Natural-language object grounding data
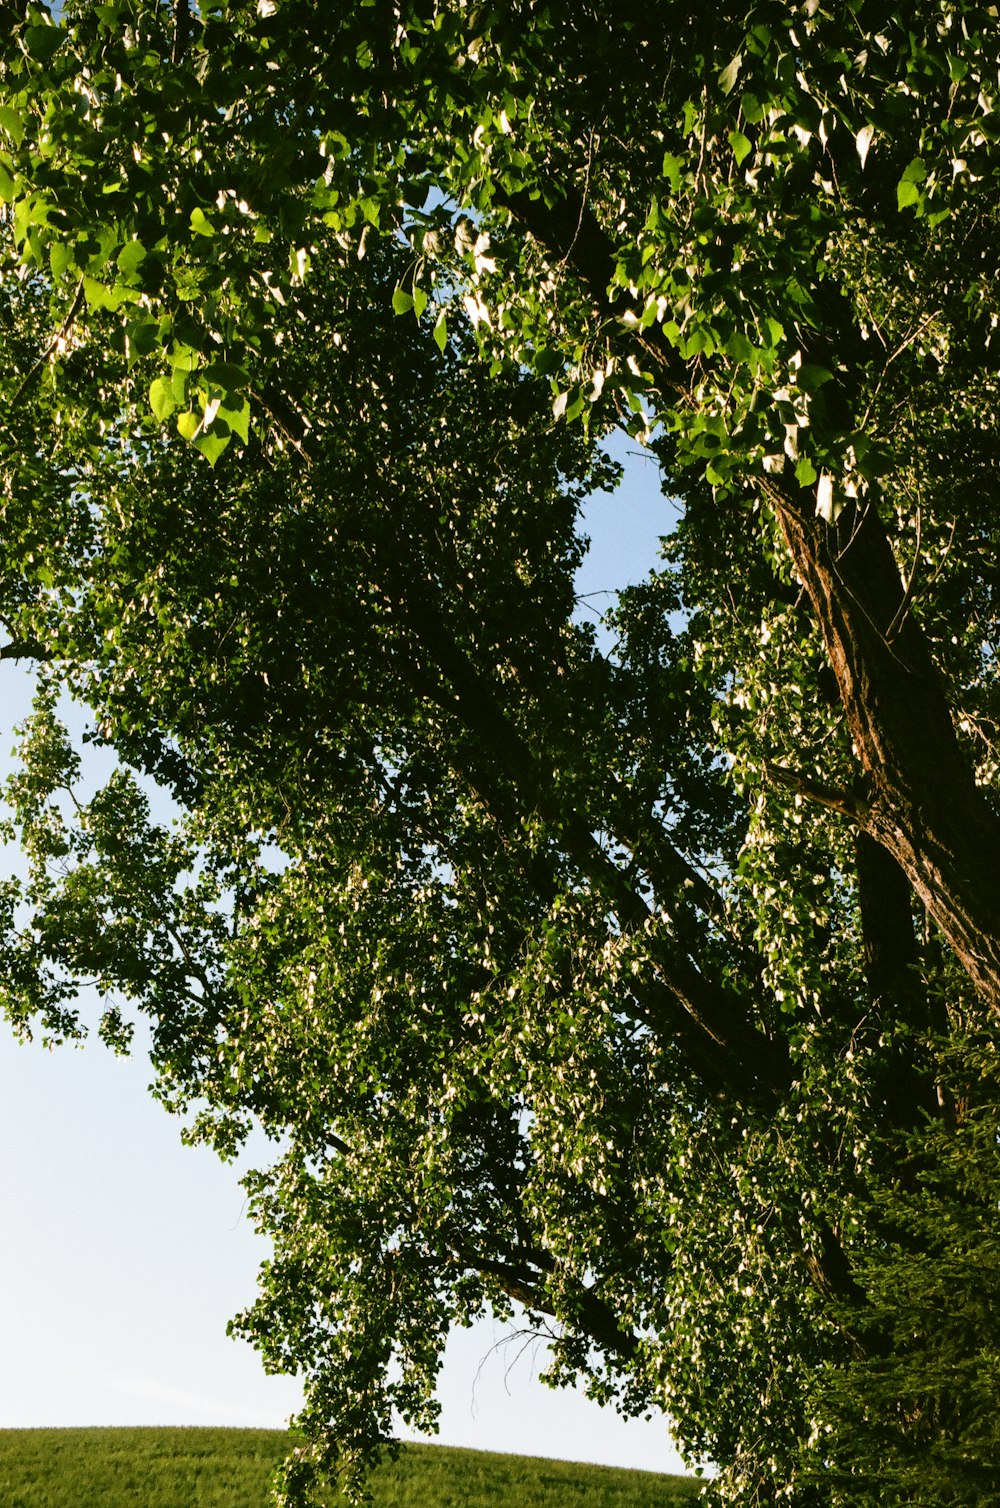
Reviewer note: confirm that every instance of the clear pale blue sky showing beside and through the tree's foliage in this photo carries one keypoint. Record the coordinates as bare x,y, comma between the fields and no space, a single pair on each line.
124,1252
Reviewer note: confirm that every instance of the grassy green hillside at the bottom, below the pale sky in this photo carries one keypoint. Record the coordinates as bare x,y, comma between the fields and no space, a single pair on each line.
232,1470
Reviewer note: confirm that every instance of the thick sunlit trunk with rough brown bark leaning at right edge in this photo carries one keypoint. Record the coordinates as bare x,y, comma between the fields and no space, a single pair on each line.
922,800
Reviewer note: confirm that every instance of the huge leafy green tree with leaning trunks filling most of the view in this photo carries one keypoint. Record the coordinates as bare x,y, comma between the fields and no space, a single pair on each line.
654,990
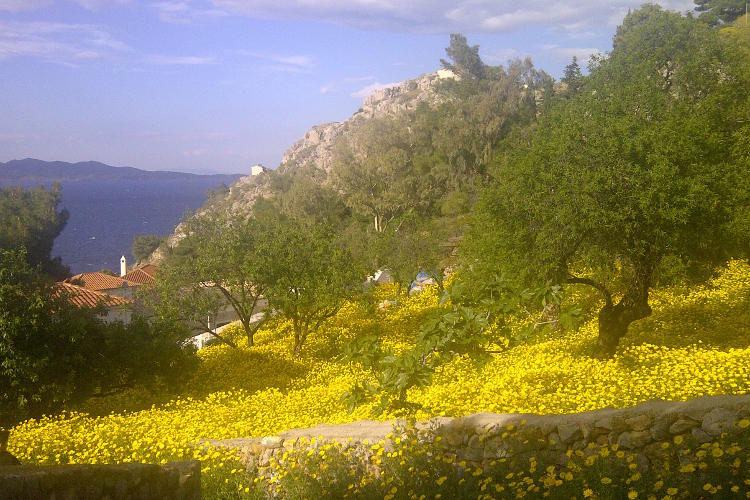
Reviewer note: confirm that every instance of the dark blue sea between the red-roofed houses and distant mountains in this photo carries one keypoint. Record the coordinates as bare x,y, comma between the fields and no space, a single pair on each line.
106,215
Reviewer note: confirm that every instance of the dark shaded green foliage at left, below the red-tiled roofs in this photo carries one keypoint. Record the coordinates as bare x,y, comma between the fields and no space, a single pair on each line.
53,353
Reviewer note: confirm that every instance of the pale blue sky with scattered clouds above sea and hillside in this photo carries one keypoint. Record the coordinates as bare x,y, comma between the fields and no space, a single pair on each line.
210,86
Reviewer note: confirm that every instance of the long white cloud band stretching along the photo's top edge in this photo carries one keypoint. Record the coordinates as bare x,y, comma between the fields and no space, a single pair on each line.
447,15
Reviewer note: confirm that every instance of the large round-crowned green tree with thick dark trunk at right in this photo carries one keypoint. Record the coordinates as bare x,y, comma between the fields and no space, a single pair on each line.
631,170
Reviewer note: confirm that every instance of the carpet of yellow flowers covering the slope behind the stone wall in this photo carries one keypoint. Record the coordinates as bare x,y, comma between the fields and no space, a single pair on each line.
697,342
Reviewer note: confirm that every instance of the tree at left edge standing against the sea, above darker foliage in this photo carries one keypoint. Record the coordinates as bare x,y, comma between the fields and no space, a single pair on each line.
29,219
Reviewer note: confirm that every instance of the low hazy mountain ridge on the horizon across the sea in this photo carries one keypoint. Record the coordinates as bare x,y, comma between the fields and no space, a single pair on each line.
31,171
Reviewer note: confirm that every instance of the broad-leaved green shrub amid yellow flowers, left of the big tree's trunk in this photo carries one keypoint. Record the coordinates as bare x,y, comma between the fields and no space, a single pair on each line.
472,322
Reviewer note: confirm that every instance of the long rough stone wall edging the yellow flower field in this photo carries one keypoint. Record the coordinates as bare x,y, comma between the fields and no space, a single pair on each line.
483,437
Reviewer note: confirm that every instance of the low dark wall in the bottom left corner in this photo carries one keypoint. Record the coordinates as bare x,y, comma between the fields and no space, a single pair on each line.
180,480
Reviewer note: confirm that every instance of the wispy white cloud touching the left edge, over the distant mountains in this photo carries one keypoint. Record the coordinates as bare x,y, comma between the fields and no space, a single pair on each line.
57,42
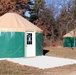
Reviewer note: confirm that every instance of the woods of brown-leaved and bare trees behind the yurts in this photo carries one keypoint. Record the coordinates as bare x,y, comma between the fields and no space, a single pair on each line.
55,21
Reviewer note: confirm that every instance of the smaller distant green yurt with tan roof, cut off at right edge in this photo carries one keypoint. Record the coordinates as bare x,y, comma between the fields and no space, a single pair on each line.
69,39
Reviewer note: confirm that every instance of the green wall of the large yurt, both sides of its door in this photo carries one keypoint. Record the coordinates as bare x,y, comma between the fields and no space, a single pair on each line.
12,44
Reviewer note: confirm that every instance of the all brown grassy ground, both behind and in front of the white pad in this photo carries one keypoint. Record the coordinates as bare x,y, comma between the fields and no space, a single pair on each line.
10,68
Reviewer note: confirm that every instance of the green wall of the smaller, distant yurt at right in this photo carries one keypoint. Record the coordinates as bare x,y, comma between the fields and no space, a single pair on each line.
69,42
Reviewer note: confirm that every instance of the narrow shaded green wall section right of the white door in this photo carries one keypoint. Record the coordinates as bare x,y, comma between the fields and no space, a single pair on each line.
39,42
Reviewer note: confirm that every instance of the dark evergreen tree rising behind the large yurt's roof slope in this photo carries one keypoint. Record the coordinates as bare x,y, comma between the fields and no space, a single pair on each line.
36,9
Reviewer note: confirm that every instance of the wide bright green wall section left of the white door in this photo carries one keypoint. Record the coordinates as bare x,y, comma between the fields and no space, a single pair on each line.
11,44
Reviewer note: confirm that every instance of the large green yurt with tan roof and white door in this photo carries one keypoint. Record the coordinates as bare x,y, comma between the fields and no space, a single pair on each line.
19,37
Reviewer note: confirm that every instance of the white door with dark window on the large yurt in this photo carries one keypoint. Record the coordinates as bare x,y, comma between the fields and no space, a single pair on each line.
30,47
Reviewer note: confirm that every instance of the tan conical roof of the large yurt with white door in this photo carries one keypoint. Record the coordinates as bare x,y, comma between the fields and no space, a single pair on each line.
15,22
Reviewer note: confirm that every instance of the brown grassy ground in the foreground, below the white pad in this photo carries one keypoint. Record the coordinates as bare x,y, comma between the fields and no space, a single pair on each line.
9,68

▸ **The task**
Each entry above is to be written out again unchanged, apart from the pictures, which are left out.

▸ **Written solution**
Reviewer note: confirm that every instance of the clear pale blue sky showing beside and through the tree's foliage in this photo carries one keypoint. Record the coordinates as bare x,y, comma between the fields and no space, a single pair on each line.
124,1252
Reviewer note: confirm that every instance of the grassy green hillside at the bottom, below the pale sky in this photo carries one keypoint. Record the coordinates as bare x,y, comma between the fields and no space, a single pair on each line.
232,1470
Reviewer note: confirm that every instance of the thick sunlit trunk with rough brown bark leaning at right edge in this photo carries one keypoint. Record the coordinates as bare x,y, comma between the fields and no space, a single pair on each line.
922,800
Reviewer note: confirm that every instance of the huge leafy green tree with leaning trunks filling most of the view in this photo carries one keypoint. Record the coordinates as bare x,y, comma between the fields and no space, a single pair on each line.
654,990
Reviewer note: confirm that every instance of the dark blue sea between the red-roofed houses and distant mountains in this photo carries one keypoint. Record the coordinates as bare x,y, comma between the fields and no space, a single pair on each line.
106,215
Reviewer note: confirm that every instance of the dark shaded green foliage at left, below the red-tiled roofs in this photo carries one keypoint. Record the coordinates as bare x,y, comma between the fields and no space, a single pair on each line.
53,353
Reviewer note: confirm that every instance of the pale blue sky with scattered clouds above sea and hillside in this photo carries one keypoint. Record the coordinates as bare x,y, comma between the fields and no space, a single pair on each line.
210,86
Reviewer note: confirm that every instance of the long white cloud band stretching along the photo's top edge in this photo carries one keypoint. Record the coordinates as bare x,y, comma between the fields and no space, a single pair on each line.
447,15
Reviewer note: confirm that every instance of the large round-crowned green tree with thick dark trunk at right in this photo carries one keypoint. Record the coordinates as bare x,y, comma between the fields and no space, a single pair on each line.
631,170
Reviewer note: confirm that every instance of the carpet of yellow flowers covering the slope behind the stone wall in this photo carries one keypoint. Record the coordinates as bare x,y, comma between the fields and no space, a single pair on each line.
697,342
Reviewer note: confirm that every instance of the tree at left edge standing against the sea, above darker foliage in this photo carries one keypoint. Record the coordinates as bare x,y, comma between the fields and no space, a single pair on each line.
29,219
Reviewer note: confirm that every instance of the low hazy mountain ridge on the horizon across the sea in this photo carries one keypoint. Record the coordinates as bare x,y, comma between the fields and no space, a single pair on each line.
31,171
Reviewer note: confirm that every instance of the broad-leaved green shrub amid yellow flowers, left of the big tree's trunk in this photo carries one keypoint. Record the coordinates as bare x,y, comma between the fields and no space, a single pair on each line.
472,322
Reviewer note: confirm that every instance of the long rough stone wall edging the yellow flower field in this photo carries one keypoint. Record the coordinates as bare x,y, comma between the fields and no space, a single pair on each line.
483,437
Reviewer note: confirm that every instance of the low dark wall in the bottom left corner in this photo carries one keypoint. Record the coordinates as bare x,y, comma between the fields and no space, a single pair on each line.
180,480
Reviewer note: confirm that every instance of the wispy white cloud touching the left edge, over the distant mountains in this photo carries one keypoint. Record the coordinates as bare x,y, comma between the fields and no space, a single pair on each line.
57,42
Reviewer note: confirm that every instance of the woods of brown-leaved and bare trees behind the yurts in this photo carries one keypoint. Record the coordinates as bare x,y, comma between the fields and no space, a single pair on each line.
55,21
Reviewer note: confirm that every instance of the smaller distant green yurt with tan roof, cut off at right edge in this photo carries one keypoint. Record the coordinates as bare x,y, comma between the fields and no space, a single pair on each line.
69,39
Reviewer note: confirm that every instance of the green wall of the large yurt, both sides of its door in this photo carries one keypoint. Record the coordinates as bare x,y, comma between the fields and no space, a single pair on each line.
12,44
Reviewer note: confirm that every instance of the all brown grassy ground, both behind and in front of the white pad in this photo carries one keypoint. Record the coordinates as bare x,y, comma between the fields and no space, a single pair on each line.
10,68
Reviewer note: confirm that every instance of the green wall of the smaller, distant yurt at right in this photo carries one keypoint. Record the coordinates as bare x,y, comma between the fields and no space, a single pair on each line.
69,42
Reviewer note: confirm that every instance of the narrow shaded green wall section right of the white door in this photo carries one keypoint. Record the coordinates as bare x,y, comma between the fields and no space, a single pair on each line.
39,42
Reviewer note: confirm that every instance of the dark evergreen tree rising behind the large yurt's roof slope in this photo carries one keypoint. Record the coordinates as bare x,y, comma between the fields and no space, a single pair on each line.
36,9
Reviewer note: confirm that every instance of the wide bright green wall section left of the white door in this photo carries one keypoint. Record the coordinates as bare x,y, comma between the fields and no space, a single pair on each line.
11,44
Reviewer note: confirm that every instance of the large green yurt with tan roof and white door in this photo carries one keypoint. Record the coordinates as bare x,y, comma between the fields and no space, a single pair on each line.
19,37
Reviewer note: confirm that every instance of the white door with dark window on the large yurt in this photo carries one keypoint. Record the coordinates as bare x,y, comma between the fields and no space, a single pair on each line.
30,47
Reviewer note: confirm that every instance of the tan conical roof of the large yurt with white door in this photo carries one keypoint. Record the coordinates as bare x,y, comma between the fields and no space, a single pair on each line.
15,22
Reviewer note: confirm that every instance of the brown grassy ground in the foreground, below the white pad in this photo carries one keypoint. Record the coordinates as bare x,y, comma between the fields and no space, a single pair on each line.
9,68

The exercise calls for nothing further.